***** EXERCISE PASSAGE

Directed by Kerryn Palmer
As we take shelter from the erratic Wellington weather on Sunday evening, we are greeted with a warmth that reverberates within the walls of the famed Thistle Inn, New Zealand’s oldest surviving tavern. This warmth comes not only from the lights and heaters but from the friendly faces of the THEA 311 students who welcome us with smiles, drinks, song and laughter. The Cheers theme is playing on the piano and a distinct feeling overcomes me: comfort. It is a feeling that would only grow stronger as the show progressed, with the company taking us on a journey of how this historic establishment has provided hope, solace and comfort over many a strife in the course of its one hundred seventy-six-year history.

**********

* [WHAT IS REQUIRED]
Please answer these questions from the review of the Thistle Inn show:
1. Who directed the production?
2. Which students welcome the audience at the Thistle Inn?
3. How long a history does the review give the tavern?
The lines after the review are separate material with no tie to it.

***** DATA EXTRACT

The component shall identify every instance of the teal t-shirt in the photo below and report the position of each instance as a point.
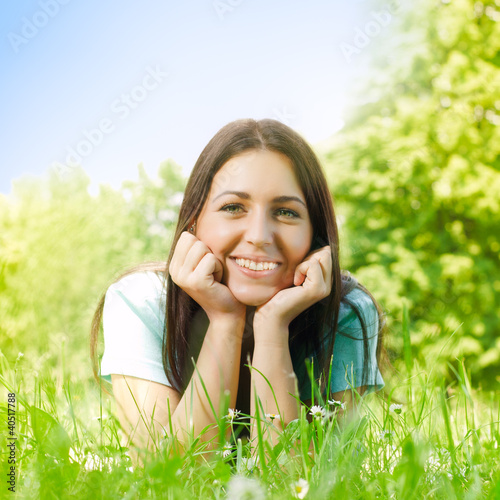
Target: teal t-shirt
(133, 319)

**********

* [ANSWER TO THE PROBLEM]
1. Kerryn Palmer
2. The THEA 311 students
3. One hundred seventy-six years